AIM
Pull out every line in the listing below that contains the string "area", matching case exactly.

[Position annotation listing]
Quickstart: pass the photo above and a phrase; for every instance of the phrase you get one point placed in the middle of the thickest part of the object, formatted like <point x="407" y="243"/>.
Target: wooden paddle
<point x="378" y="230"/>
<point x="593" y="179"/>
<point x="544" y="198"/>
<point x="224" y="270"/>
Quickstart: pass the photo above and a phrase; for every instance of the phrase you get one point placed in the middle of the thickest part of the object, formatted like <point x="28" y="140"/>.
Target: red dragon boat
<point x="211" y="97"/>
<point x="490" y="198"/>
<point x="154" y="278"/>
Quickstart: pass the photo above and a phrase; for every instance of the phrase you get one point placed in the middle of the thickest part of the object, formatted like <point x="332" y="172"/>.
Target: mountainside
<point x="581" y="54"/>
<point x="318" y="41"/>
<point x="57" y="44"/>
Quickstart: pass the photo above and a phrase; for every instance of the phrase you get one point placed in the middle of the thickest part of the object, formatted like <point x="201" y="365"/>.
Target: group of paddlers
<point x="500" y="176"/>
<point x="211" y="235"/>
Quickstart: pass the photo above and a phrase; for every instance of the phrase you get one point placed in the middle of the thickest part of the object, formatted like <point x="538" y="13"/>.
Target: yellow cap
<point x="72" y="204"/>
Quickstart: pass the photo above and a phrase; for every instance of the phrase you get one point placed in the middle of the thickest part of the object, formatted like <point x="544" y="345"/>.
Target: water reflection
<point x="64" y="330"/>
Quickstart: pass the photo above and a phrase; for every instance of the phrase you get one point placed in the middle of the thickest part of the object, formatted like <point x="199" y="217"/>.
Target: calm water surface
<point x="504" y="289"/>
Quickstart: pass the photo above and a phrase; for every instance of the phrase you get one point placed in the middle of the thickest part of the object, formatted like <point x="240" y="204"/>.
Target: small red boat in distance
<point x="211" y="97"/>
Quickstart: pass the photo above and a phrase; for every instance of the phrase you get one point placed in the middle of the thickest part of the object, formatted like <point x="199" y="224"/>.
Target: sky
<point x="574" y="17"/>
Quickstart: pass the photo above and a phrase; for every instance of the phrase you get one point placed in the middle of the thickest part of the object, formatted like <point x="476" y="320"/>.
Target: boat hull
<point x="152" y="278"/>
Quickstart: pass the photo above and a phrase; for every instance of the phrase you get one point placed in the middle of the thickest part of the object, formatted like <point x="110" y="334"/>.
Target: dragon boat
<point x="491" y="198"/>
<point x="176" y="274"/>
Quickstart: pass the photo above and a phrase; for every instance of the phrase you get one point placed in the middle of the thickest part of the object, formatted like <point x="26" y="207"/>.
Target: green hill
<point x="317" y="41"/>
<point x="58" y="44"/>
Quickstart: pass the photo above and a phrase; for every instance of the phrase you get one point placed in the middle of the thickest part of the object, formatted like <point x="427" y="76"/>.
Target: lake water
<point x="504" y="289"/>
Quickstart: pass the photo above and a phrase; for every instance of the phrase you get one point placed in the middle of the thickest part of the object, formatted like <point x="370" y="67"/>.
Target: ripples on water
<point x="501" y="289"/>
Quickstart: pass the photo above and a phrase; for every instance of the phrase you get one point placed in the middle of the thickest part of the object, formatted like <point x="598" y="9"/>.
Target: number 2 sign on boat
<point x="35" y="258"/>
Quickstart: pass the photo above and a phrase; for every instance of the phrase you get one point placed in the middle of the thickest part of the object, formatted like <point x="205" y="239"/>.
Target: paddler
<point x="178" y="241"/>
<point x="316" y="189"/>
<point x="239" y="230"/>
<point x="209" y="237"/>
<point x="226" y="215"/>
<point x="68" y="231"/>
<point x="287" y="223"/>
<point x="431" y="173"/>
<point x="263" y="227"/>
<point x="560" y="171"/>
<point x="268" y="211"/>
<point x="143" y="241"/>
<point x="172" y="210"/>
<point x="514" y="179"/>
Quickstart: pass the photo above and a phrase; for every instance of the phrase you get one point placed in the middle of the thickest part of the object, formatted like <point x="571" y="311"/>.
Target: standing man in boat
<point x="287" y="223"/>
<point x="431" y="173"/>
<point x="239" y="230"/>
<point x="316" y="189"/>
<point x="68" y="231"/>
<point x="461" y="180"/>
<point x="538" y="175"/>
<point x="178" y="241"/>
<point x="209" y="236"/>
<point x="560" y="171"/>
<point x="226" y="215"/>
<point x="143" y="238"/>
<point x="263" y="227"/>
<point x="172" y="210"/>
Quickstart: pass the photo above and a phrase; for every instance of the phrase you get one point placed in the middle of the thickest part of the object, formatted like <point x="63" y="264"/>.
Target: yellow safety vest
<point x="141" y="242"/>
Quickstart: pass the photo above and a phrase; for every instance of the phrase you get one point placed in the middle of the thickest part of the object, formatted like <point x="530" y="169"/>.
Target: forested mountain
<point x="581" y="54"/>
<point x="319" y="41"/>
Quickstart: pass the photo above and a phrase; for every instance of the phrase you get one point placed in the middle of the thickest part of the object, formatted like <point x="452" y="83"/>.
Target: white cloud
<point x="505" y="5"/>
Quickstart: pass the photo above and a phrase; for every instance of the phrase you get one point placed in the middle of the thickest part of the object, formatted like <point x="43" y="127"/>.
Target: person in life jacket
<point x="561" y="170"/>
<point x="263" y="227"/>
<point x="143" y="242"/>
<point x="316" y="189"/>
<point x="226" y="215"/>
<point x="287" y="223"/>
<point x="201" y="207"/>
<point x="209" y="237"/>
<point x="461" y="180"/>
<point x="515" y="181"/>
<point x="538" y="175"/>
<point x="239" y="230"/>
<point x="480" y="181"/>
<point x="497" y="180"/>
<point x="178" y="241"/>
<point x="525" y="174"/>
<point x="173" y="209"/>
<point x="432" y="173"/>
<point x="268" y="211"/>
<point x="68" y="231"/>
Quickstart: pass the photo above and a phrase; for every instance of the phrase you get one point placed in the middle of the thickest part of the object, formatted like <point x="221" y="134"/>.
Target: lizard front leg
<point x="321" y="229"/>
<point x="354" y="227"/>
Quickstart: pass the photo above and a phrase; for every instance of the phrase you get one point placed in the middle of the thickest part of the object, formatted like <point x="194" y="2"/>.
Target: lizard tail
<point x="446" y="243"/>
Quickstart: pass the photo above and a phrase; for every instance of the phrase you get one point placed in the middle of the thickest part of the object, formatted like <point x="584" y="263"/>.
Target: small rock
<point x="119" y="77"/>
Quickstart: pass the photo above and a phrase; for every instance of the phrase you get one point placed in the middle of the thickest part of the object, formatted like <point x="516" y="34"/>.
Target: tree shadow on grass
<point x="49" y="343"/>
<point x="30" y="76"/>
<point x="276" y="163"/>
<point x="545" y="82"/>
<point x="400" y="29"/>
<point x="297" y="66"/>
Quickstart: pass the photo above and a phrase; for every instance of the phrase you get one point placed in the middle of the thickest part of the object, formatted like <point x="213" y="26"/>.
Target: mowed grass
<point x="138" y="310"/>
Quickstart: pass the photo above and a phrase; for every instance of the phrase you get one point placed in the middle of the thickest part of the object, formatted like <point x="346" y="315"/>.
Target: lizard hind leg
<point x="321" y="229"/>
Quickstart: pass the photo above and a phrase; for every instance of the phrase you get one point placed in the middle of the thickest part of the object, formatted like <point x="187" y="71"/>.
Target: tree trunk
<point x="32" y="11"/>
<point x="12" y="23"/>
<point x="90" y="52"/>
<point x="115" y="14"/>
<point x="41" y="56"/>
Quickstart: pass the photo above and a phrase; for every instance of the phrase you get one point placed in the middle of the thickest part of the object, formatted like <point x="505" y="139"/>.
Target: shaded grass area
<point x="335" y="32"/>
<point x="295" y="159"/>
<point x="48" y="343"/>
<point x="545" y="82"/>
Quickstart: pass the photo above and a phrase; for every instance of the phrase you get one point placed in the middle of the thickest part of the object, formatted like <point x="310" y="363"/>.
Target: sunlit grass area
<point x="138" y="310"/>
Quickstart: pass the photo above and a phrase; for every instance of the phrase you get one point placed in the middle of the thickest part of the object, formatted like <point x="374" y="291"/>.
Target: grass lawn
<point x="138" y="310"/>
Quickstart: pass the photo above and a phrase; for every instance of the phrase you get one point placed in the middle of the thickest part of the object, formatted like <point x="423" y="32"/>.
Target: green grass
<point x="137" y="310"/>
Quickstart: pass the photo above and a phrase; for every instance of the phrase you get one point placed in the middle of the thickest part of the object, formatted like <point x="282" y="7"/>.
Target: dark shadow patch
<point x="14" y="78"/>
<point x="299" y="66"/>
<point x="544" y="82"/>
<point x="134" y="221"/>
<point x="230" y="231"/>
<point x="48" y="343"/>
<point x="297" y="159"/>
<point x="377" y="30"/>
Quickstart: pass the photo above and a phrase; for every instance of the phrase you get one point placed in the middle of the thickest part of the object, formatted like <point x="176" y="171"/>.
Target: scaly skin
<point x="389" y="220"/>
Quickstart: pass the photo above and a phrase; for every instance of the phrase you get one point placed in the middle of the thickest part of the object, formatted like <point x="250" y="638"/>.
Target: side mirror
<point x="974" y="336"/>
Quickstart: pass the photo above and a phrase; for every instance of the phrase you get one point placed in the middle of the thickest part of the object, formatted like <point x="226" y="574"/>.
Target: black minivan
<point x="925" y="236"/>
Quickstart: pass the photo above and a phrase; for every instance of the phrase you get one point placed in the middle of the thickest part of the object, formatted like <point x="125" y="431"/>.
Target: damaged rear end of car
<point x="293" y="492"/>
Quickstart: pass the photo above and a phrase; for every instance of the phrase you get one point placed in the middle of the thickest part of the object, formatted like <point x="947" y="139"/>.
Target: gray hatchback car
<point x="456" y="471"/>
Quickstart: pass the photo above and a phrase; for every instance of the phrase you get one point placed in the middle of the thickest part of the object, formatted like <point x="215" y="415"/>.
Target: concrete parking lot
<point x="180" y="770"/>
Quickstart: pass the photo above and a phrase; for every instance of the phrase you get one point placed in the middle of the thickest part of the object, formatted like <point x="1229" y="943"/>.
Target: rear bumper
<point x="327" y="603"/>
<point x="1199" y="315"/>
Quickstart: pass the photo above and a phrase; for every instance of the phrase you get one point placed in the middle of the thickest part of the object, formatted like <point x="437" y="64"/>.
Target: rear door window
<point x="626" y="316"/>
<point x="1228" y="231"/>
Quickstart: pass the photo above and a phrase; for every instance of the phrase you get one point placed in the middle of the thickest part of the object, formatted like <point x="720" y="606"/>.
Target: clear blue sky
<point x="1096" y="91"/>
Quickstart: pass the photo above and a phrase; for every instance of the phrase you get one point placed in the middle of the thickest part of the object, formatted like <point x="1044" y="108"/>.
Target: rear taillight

CORRECT ANSWER
Target: shaded grass area
Target: sunlit grass area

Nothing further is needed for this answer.